Dataset entries:
++++++++

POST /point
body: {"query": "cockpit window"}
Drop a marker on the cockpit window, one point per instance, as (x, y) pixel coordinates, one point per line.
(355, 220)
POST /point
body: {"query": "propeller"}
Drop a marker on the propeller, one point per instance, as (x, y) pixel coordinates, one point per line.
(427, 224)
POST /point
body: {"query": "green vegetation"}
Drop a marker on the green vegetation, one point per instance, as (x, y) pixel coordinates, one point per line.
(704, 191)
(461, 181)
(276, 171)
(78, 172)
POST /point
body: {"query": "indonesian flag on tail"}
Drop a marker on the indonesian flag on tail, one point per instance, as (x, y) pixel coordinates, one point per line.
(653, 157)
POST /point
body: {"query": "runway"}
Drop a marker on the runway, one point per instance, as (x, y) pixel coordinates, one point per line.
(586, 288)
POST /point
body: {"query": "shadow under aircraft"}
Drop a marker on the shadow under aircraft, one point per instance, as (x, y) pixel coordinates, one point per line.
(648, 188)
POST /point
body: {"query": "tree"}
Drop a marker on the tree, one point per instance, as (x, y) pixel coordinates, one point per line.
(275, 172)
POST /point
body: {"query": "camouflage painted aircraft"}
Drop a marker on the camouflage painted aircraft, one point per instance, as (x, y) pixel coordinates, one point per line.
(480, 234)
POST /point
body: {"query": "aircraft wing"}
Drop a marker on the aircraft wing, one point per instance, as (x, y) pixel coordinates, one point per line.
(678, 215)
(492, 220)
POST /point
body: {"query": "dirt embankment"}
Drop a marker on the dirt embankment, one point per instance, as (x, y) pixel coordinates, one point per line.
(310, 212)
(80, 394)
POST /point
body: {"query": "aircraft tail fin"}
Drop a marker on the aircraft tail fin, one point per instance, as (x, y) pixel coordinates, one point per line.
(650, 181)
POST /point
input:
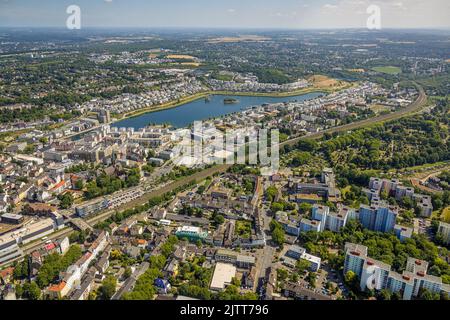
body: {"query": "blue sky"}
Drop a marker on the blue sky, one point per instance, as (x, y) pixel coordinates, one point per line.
(296, 14)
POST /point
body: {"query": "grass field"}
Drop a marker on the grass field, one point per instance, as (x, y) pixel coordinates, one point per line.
(388, 70)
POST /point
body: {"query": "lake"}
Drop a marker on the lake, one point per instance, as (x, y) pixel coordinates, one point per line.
(186, 114)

++++++++

Problem to solve
Every line above should be retyped exactly; the pictures do not belong in the copy.

Solution to the problem
POST /point
body: {"query": "cockpit window"}
Drop a marker on the cockpit window, one point per instance, as (x, y) pixel coordinates, one point per line.
(355, 220)
POST /point
body: {"query": "propeller"}
Drop a marker on the propeller, one point per instance, as (x, y) pixel coordinates, one point per line.
(427, 224)
POST /point
body: {"query": "green vegetation"}
Drop a marker on the green vegetation, one point per instance, as (x, y) pixel coordinates, one point per line.
(704, 191)
(461, 181)
(276, 171)
(78, 172)
POST /point
body: {"query": "indonesian flag on tail"}
Drop a marker on the indonesian flag on tail, one point per instance, as (x, y) pixel coordinates, one point per line.
(653, 157)
POST /point
body: {"query": "runway"}
Drop a marker on the runway, one point per instance, as (x, y) pixel coordinates, one point per line.
(586, 288)
POST /point
body: {"query": "shadow under aircraft"}
Drop a marker on the shadow under aircraft, one point per instance, as (x, y) pixel coordinates, one point per line.
(648, 188)
POST /point
body: {"query": "tree"}
Drop a marker on the tree, one point per instance, as (x, y) pixel coordinates, one point per line.
(275, 172)
POST /point
body: {"query": "camouflage painted aircraft"}
Drop a marker on the camouflage painted aircraft, one point per instance, as (x, y) pixel coordinates, one point per line.
(480, 234)
POST /point
body: {"query": "aircraft wing"}
Drop a marker on the aircraft wing, one point per instance, as (x, y) pixel coordinates, one point per line.
(678, 215)
(492, 220)
POST /point
body: {"query": "dirt embankment"}
Drop a marker on the dirt embankment, one point per instance, as (x, y) pixel coordinates, one point per line.
(310, 212)
(80, 394)
POST /point
body: {"query": "aircraft tail fin"}
Drop a marker on the aircraft tail fin, one point per instance, as (x, y) pixel coordinates, one point per line.
(650, 181)
POST /point
input:
body: {"query": "blue sky"}
Drop a marker on the blue sky, one point per instance, as (x, y) pixel coordinates, one point per line.
(296, 14)
POST /point
body: {"query": "grass field"}
Drop a marker on the grass field, one point per instance, as (x, y) pixel coordinates, one point per line.
(388, 70)
POST /point
body: {"query": "lake"}
Drop a marker on the lake, one point per instance, as (x, y) pixel coordinates, one point per line.
(186, 114)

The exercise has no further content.